══ RECORDS TO USE
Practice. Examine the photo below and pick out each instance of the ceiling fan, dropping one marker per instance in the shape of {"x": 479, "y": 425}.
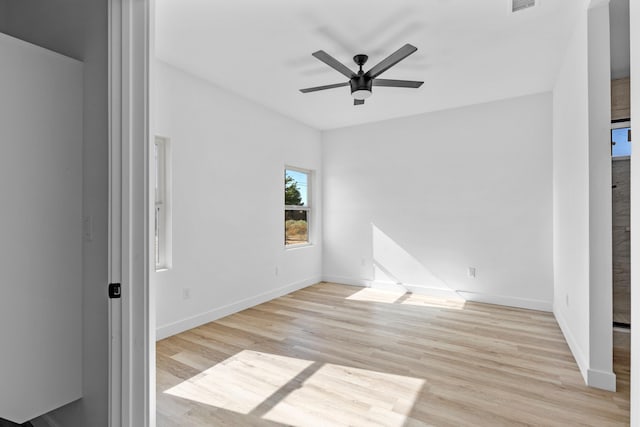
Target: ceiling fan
{"x": 361, "y": 83}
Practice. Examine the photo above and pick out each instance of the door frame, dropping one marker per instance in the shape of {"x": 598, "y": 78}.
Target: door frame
{"x": 131, "y": 317}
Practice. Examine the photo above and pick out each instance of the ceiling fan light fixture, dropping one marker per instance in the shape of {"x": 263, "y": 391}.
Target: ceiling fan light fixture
{"x": 361, "y": 94}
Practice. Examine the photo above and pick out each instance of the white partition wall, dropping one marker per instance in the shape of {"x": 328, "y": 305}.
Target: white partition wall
{"x": 40, "y": 230}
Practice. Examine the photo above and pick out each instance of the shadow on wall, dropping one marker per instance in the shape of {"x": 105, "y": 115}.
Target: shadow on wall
{"x": 394, "y": 267}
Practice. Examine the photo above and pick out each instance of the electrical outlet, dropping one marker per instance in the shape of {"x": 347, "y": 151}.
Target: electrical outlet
{"x": 87, "y": 228}
{"x": 471, "y": 272}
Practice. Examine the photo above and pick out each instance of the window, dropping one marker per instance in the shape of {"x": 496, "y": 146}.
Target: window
{"x": 297, "y": 211}
{"x": 621, "y": 139}
{"x": 162, "y": 211}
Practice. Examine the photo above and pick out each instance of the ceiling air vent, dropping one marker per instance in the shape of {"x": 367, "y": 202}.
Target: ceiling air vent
{"x": 518, "y": 5}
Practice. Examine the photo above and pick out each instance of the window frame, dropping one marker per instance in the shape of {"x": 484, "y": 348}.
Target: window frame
{"x": 308, "y": 208}
{"x": 162, "y": 203}
{"x": 619, "y": 124}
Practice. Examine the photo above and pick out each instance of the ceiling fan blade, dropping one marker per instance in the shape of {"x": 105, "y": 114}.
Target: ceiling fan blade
{"x": 317, "y": 88}
{"x": 333, "y": 63}
{"x": 391, "y": 60}
{"x": 397, "y": 83}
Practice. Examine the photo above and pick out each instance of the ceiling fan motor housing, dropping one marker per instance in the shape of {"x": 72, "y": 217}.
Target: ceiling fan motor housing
{"x": 361, "y": 85}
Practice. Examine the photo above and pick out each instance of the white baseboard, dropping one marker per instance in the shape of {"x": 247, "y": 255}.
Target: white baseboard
{"x": 601, "y": 379}
{"x": 530, "y": 304}
{"x": 347, "y": 281}
{"x": 578, "y": 355}
{"x": 217, "y": 313}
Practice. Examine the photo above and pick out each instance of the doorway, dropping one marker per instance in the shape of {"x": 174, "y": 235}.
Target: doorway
{"x": 621, "y": 221}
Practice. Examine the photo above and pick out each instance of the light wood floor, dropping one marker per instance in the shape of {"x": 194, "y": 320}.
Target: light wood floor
{"x": 333, "y": 355}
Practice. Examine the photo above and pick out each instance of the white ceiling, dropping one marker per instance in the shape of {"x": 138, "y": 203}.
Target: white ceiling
{"x": 469, "y": 51}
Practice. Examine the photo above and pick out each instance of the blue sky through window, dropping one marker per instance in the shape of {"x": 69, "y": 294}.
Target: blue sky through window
{"x": 301, "y": 179}
{"x": 622, "y": 146}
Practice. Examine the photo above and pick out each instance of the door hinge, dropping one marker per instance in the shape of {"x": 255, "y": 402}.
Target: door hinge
{"x": 114, "y": 290}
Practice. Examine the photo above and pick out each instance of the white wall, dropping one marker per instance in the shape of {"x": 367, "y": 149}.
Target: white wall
{"x": 634, "y": 13}
{"x": 41, "y": 228}
{"x": 582, "y": 198}
{"x": 600, "y": 372}
{"x": 228, "y": 157}
{"x": 418, "y": 200}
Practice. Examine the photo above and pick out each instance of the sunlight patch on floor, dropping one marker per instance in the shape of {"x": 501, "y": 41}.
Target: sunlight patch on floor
{"x": 376, "y": 295}
{"x": 406, "y": 298}
{"x": 302, "y": 392}
{"x": 241, "y": 382}
{"x": 317, "y": 401}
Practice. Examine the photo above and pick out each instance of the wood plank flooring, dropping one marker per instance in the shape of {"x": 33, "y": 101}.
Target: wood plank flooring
{"x": 334, "y": 355}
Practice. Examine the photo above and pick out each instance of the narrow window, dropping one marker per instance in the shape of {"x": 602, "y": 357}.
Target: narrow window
{"x": 621, "y": 139}
{"x": 162, "y": 212}
{"x": 297, "y": 211}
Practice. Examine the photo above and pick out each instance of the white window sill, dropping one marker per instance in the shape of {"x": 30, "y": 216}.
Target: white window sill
{"x": 298, "y": 246}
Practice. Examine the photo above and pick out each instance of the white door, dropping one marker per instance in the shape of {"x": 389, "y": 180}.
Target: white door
{"x": 40, "y": 230}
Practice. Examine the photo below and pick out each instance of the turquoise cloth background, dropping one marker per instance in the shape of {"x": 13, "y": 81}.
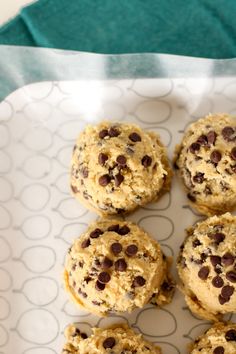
════
[REQUEST]
Write out the records again word for word, starting with the line that contains "of the narrow" and going on through the end of the records, and leave the pictures out.

[CORRECT ANSWER]
Practice. Examine the photo above and pick out each instance of the narrow window, dropping one marker per instance in the shape of {"x": 602, "y": 357}.
Target: narrow window
{"x": 621, "y": 139}
{"x": 162, "y": 212}
{"x": 297, "y": 211}
Practice. Examine the photo above and pick out each instance of the white window sill, dropping one marker per instance in the shape of {"x": 30, "y": 216}.
Target: white window sill
{"x": 298, "y": 246}
Practice. Examine the photo above and pick out each instance of the white door, dropping one marker per instance in the shape of {"x": 389, "y": 180}.
Target: white door
{"x": 40, "y": 230}
Practice. Examine the photo below and pick out each instance of the turquoise cloth background, dropping one marker per instance in the shape of {"x": 13, "y": 81}.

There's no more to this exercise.